** Opening Extracted material block **

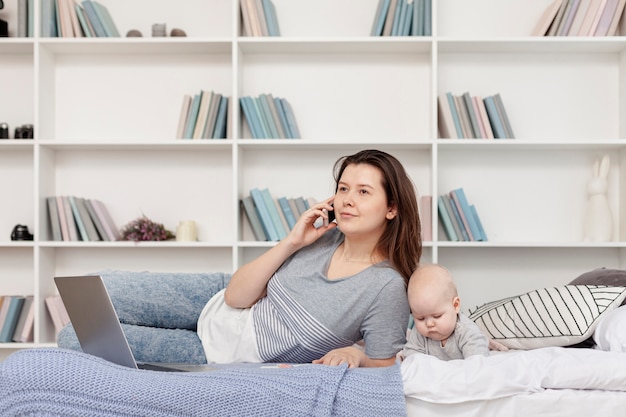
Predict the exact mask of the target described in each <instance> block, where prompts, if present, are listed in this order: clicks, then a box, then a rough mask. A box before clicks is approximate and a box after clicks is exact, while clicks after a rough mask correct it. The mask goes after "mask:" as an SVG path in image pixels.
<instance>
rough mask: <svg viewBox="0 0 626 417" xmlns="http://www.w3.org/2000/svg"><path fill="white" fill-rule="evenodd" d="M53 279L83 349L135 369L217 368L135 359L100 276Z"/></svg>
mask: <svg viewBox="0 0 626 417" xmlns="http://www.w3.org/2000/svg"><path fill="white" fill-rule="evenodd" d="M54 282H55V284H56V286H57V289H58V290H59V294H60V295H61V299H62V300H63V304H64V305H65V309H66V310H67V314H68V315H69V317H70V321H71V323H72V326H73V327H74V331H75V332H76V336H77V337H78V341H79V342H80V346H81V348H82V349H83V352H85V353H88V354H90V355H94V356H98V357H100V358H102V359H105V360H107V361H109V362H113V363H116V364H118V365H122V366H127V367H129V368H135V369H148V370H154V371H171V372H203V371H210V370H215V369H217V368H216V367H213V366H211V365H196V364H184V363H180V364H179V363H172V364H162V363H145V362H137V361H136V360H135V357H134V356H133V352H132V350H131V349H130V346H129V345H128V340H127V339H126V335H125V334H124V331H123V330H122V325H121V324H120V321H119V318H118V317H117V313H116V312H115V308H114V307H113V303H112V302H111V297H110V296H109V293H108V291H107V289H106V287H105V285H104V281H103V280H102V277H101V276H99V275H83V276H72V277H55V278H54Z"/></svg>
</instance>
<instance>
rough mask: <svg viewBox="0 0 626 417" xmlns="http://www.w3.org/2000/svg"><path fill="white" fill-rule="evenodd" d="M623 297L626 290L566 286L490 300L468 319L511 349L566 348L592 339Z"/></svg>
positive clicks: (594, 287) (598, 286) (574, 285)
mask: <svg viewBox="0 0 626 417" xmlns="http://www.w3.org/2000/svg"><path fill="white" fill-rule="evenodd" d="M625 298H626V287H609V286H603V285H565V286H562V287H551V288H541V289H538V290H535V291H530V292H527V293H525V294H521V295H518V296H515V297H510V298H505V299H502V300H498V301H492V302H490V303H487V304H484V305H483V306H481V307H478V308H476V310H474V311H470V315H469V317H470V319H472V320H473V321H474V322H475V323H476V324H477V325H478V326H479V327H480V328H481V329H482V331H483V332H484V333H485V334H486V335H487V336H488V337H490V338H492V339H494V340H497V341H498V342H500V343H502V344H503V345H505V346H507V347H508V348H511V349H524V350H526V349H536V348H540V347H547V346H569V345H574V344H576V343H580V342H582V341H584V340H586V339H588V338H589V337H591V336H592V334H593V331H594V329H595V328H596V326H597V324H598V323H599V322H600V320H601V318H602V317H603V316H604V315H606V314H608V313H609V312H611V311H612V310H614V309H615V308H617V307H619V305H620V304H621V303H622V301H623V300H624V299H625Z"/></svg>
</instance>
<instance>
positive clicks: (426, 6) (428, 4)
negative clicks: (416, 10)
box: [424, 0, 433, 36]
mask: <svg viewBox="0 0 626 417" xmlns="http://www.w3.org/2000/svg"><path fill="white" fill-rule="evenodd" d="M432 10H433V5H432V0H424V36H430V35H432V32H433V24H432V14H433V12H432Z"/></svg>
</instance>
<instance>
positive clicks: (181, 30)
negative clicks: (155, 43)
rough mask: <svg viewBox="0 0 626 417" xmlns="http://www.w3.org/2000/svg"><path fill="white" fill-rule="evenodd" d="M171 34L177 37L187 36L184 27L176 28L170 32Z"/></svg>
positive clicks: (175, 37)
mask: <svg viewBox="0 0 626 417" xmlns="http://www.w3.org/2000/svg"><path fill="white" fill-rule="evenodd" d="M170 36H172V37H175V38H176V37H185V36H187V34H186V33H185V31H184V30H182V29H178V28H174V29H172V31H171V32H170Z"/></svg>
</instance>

** Closing Extracted material block **

Beginning from the line that contains "34L177 37L187 36L184", give each line again exactly, through the final line of the records.

rough mask: <svg viewBox="0 0 626 417" xmlns="http://www.w3.org/2000/svg"><path fill="white" fill-rule="evenodd" d="M171 34L177 37L187 36L184 27L176 28L170 32Z"/></svg>
positive clicks: (175, 37)
mask: <svg viewBox="0 0 626 417" xmlns="http://www.w3.org/2000/svg"><path fill="white" fill-rule="evenodd" d="M170 36H172V37H175V38H176V37H185V36H187V34H186V33H185V31H184V30H182V29H178V28H174V29H172V31H171V32H170Z"/></svg>
</instance>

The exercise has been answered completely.